─── INPUT FOR THIS TASK ───

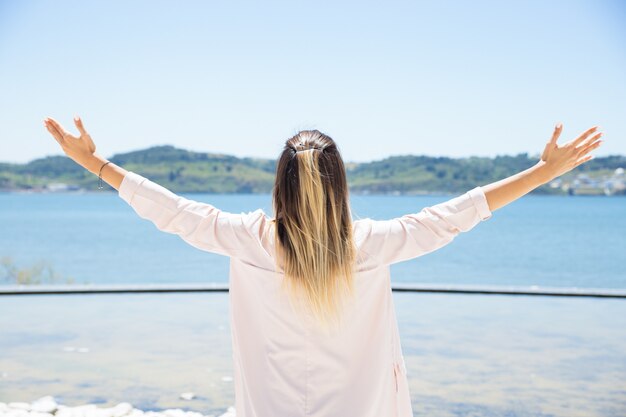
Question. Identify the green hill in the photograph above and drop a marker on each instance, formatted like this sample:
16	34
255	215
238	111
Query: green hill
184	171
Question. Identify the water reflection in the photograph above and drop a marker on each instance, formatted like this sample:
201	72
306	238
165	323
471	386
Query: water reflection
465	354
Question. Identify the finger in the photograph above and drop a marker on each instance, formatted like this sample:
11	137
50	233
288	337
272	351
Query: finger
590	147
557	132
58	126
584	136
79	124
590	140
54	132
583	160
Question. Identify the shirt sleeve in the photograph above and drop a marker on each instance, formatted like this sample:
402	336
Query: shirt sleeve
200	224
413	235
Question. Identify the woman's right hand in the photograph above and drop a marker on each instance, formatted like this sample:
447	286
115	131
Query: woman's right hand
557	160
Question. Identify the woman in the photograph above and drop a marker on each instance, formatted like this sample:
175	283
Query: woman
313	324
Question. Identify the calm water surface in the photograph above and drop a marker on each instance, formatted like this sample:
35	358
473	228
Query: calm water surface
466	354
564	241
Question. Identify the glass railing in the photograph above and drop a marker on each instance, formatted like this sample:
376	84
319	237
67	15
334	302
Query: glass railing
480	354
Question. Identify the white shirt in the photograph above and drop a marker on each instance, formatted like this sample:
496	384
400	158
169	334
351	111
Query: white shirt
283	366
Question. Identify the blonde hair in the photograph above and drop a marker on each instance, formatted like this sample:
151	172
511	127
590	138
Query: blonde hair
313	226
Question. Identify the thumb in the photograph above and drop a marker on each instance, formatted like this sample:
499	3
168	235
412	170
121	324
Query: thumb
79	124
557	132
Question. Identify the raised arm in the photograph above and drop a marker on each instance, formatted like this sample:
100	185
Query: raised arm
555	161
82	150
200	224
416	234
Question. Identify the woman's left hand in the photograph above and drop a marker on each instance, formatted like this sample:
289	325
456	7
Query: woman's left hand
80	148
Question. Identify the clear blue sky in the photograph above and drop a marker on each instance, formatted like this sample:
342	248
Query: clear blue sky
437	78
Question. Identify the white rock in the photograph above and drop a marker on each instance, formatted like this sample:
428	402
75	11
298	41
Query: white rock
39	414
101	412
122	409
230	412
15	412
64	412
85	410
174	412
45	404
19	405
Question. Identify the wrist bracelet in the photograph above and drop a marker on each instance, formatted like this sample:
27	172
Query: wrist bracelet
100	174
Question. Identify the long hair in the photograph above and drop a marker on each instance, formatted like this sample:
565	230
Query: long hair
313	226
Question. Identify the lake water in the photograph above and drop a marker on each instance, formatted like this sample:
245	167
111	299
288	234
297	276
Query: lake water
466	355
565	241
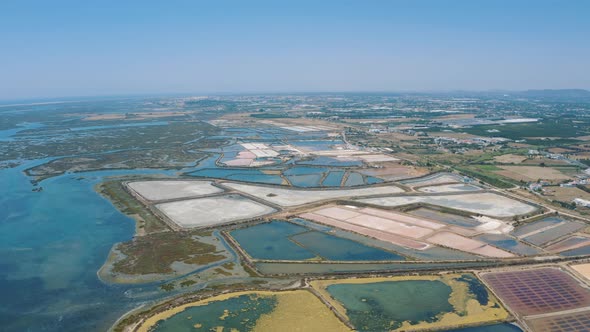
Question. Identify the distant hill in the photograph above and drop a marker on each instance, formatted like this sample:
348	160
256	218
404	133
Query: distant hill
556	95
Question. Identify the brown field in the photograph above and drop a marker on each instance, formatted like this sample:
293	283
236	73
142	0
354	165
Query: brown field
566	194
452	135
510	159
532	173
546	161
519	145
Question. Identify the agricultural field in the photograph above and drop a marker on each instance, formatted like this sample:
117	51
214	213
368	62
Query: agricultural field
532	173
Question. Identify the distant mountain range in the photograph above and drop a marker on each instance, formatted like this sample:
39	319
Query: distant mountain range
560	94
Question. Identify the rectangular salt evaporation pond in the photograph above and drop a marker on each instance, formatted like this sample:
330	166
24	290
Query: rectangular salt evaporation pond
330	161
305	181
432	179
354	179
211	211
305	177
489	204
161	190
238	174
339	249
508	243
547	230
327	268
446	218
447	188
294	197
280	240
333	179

───
─── INPUT FOR THIS TASK ───

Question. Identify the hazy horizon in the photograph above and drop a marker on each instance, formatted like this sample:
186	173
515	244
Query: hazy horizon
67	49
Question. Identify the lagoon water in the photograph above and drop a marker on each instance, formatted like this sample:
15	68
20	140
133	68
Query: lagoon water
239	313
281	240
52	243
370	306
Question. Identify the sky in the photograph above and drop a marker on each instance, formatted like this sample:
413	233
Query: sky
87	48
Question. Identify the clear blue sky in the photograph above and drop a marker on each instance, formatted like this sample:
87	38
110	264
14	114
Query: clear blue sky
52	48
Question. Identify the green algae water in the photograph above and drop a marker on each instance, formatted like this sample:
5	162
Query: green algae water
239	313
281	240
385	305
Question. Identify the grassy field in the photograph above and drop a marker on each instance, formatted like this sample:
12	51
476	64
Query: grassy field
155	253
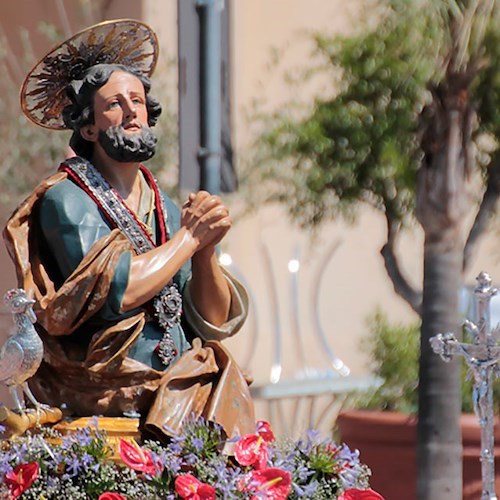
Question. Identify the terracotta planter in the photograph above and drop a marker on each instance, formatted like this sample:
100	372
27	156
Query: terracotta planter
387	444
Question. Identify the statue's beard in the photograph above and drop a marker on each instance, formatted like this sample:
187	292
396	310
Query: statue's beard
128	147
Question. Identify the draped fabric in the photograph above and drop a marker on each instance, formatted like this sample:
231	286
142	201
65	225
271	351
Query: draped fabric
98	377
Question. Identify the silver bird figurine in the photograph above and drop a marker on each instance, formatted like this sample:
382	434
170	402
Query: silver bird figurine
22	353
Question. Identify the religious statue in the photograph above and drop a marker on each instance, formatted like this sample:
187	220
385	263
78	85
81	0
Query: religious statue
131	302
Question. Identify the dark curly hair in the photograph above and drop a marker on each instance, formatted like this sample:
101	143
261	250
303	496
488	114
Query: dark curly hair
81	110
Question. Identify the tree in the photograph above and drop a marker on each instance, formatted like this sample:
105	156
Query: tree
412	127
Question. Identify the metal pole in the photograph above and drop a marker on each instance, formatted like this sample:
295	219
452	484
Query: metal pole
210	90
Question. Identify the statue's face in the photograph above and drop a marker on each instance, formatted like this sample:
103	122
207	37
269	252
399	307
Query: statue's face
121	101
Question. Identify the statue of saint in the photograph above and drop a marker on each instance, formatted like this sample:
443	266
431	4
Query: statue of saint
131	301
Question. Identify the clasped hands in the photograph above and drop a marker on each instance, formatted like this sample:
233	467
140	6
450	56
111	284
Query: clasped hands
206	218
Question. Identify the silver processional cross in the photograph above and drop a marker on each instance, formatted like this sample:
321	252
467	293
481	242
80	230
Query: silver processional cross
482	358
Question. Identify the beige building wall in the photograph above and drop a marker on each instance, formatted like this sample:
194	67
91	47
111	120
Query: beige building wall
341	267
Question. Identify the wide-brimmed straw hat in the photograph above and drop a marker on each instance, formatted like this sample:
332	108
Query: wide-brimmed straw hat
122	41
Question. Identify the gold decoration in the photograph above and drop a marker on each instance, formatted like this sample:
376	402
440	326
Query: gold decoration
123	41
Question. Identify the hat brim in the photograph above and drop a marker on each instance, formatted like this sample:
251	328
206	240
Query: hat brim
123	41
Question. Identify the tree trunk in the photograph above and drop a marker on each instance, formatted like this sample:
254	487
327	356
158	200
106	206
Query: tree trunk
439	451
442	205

───
─── INPUT FOR THIS TASK ───

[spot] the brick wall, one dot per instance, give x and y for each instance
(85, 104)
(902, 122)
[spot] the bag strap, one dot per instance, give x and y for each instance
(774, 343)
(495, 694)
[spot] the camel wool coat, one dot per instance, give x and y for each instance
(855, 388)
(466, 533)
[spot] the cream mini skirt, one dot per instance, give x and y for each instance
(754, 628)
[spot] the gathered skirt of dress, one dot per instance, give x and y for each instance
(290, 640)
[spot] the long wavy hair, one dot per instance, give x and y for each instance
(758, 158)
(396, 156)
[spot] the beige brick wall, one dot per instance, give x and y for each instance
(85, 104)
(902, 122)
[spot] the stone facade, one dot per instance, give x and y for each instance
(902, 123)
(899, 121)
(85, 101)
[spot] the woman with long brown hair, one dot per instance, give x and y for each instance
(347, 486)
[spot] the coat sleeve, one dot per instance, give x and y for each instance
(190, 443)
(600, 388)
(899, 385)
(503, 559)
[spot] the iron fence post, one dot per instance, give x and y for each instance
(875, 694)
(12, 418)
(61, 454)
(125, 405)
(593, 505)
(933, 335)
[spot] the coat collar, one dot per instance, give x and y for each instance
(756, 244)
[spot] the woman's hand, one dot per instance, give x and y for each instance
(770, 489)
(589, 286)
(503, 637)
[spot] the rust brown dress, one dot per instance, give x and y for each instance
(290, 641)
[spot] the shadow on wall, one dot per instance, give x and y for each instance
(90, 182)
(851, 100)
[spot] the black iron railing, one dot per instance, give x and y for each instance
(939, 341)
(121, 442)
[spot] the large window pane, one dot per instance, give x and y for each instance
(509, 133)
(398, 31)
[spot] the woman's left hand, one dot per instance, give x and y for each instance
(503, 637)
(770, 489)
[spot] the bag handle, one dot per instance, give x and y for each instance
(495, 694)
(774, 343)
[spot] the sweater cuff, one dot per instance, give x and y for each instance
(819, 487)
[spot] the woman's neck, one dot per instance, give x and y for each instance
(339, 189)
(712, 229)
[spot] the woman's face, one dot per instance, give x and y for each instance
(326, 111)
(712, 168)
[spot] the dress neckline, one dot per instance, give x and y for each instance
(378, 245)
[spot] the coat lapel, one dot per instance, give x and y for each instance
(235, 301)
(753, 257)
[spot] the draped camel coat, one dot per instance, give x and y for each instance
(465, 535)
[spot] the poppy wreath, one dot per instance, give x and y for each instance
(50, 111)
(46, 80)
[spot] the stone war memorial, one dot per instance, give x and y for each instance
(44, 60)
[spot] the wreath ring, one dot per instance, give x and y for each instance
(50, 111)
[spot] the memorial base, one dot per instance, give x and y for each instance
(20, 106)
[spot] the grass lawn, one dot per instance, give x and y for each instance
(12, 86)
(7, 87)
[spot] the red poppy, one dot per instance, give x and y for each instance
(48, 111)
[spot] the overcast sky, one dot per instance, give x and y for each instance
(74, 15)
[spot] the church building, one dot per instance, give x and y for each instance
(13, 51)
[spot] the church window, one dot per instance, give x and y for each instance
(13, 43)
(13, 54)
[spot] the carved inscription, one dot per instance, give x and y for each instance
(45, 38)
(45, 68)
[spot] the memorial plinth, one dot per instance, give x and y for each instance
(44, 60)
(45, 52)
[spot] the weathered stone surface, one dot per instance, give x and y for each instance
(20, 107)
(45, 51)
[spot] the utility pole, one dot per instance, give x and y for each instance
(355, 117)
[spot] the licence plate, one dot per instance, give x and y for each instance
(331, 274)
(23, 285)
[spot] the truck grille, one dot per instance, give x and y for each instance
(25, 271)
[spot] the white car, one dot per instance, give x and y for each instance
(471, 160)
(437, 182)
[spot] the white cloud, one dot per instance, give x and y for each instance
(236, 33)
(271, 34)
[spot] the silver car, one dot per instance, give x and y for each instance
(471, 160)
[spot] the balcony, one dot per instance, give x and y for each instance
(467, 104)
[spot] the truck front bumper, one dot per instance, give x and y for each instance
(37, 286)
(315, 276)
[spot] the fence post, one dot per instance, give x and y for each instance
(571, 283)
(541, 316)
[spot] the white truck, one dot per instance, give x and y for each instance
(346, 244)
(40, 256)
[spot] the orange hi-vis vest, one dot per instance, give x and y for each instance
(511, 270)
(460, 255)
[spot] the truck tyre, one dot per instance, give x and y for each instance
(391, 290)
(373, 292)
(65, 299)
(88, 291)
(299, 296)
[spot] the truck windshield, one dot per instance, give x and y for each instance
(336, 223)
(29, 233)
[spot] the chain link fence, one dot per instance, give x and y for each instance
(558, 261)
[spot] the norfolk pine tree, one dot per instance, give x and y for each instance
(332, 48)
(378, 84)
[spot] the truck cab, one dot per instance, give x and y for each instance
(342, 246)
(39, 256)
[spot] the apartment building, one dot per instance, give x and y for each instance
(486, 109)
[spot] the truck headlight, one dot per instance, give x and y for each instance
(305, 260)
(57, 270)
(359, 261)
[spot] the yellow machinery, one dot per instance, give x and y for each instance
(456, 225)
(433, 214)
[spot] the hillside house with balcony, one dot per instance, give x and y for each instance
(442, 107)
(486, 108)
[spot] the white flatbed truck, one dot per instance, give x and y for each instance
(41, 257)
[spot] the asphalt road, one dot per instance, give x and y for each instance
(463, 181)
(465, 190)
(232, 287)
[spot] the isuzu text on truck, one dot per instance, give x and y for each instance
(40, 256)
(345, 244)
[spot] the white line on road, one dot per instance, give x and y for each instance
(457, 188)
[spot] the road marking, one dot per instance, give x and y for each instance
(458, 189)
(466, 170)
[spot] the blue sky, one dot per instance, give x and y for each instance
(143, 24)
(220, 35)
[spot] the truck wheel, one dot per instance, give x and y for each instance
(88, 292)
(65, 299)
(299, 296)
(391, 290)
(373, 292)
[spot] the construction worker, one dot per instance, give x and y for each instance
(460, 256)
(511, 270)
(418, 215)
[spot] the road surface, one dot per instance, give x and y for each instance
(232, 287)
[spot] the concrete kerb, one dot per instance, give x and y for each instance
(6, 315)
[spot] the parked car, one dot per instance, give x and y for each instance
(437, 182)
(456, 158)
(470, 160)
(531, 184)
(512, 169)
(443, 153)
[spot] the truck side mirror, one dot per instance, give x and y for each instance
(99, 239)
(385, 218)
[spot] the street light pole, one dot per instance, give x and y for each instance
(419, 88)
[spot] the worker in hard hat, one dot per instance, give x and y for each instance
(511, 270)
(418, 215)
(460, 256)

───

** TASK TO CARRY OUT **
Report every line in the records above that contains the string "cross", copying each such line in full; case counts.

** EXPECTED OUTPUT **
Question. Identify the silver processional cross in the photograph above and drop a marker on each instance, formatted like this sample:
Query: silver processional cross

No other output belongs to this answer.